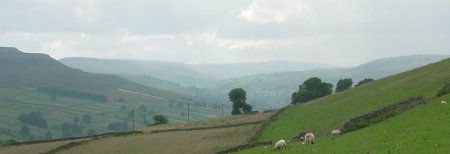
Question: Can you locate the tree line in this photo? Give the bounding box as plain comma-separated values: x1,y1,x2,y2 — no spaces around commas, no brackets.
291,77,374,104
38,87,107,102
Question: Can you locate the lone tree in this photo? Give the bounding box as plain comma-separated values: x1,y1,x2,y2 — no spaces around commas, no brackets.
355,78,375,87
335,78,353,92
228,88,252,115
291,77,333,104
153,114,168,125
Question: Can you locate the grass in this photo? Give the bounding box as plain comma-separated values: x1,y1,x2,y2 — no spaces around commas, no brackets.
0,112,273,154
255,59,450,142
0,86,231,141
237,94,450,153
231,58,450,153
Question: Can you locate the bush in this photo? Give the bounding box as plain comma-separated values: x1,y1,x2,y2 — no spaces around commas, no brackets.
18,111,48,128
153,115,168,125
436,83,450,97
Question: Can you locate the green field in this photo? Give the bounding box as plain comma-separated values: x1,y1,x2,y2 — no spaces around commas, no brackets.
0,87,231,141
235,58,450,153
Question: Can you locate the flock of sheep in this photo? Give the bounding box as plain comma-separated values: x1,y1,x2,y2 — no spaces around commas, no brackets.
272,100,448,151
272,129,341,151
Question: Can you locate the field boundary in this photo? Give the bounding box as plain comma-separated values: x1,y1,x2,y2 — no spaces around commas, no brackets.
215,140,273,154
5,131,143,147
149,120,265,134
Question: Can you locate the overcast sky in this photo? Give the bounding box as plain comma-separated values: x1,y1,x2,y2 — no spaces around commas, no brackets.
1,0,449,66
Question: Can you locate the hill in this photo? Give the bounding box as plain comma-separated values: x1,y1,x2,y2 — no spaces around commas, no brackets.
59,57,218,87
237,58,450,153
206,55,450,109
0,47,228,141
189,60,334,79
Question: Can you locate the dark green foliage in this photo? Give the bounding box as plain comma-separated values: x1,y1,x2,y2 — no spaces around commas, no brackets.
73,116,80,124
138,104,148,113
20,125,30,138
120,105,127,111
107,122,128,131
18,111,48,128
291,77,333,104
335,78,353,92
87,129,97,136
82,114,92,123
38,87,107,102
228,88,253,115
4,139,17,145
61,122,82,138
355,78,375,87
436,83,450,97
153,115,168,125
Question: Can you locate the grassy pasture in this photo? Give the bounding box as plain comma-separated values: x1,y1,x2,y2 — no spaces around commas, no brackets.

- - -

Would you copy out all the data exactly, without the images?

Question: Can you locate the tree line in this photo? Give the bounding box as plain comma-separated values: x1,y1,x2,y2 — no spaces around commas, no brackets.
291,77,374,104
38,87,107,102
Question: Can you locate the lone tree in this photo? Give the bounding box as plain comma-separated values: x1,y1,x2,y2 — no spaces around commas, no brackets.
355,78,375,87
335,78,353,92
228,88,252,115
291,77,333,104
153,114,168,125
Question: Can you locate the grass in this photo? Give the bounding box as plain comma-separated values: x1,y1,x2,y2 — no spaces around commas, no brackets.
0,112,273,154
255,59,450,142
0,86,231,141
237,94,450,153
231,58,450,153
Question: Can you locate the bush in this photo? Give the bounding box as plain comma-separated values: x1,y1,x2,y2 — no spaces around commas, no brackets.
18,111,48,128
153,115,168,125
436,83,450,97
Question: Can you locate the green field in this photo? Give the bounding box as plain comma-separated values: x1,y1,x2,y2 — no spaces around commas, no brackets.
0,87,231,141
235,58,450,153
Question: Can you locate the flock of sheep in this photo? Give the bounding box as plain comma-separated values: x1,y1,x2,y2 — no spaces around commas, no brackets.
272,100,448,151
272,129,341,151
Question: Can you locate the field boundary in this photo? Give the bounding box as plain comma-separated values: x1,y1,x2,y2 — no spaces around commas, no brackets.
215,140,273,154
5,131,143,147
149,120,265,134
Question: Can you locate the overcast sky in this photo? Give the bounding box as plain comma-separated values: x1,y1,x2,y2 — no spaces around commas, no brackets.
1,0,449,66
Question: Can you locate the hill in this photo? Give the bounding box as plain comma-separated values: x1,y1,x2,y2 — no spaces around commas, no brackets.
59,57,218,87
237,58,450,153
206,55,450,109
0,47,228,141
189,60,334,79
Question: Can you locate the dark green foliage in this photo? Give the bounding box as plain comma-separated values: x1,y1,x2,y2 — no spaces around commas, no brackets.
73,116,80,124
138,104,148,113
20,125,30,138
120,105,127,111
107,122,128,131
18,111,48,128
291,77,333,104
335,78,353,92
87,129,97,136
82,114,92,123
38,87,107,102
228,88,253,115
4,139,17,145
61,122,82,138
355,78,375,87
436,83,450,97
153,115,168,125
Question: Can you locate the grassy pasture in this photo? Give the bounding box as plain comma-separated values: x1,y1,x2,y2 — no spaces around commas, no brackets.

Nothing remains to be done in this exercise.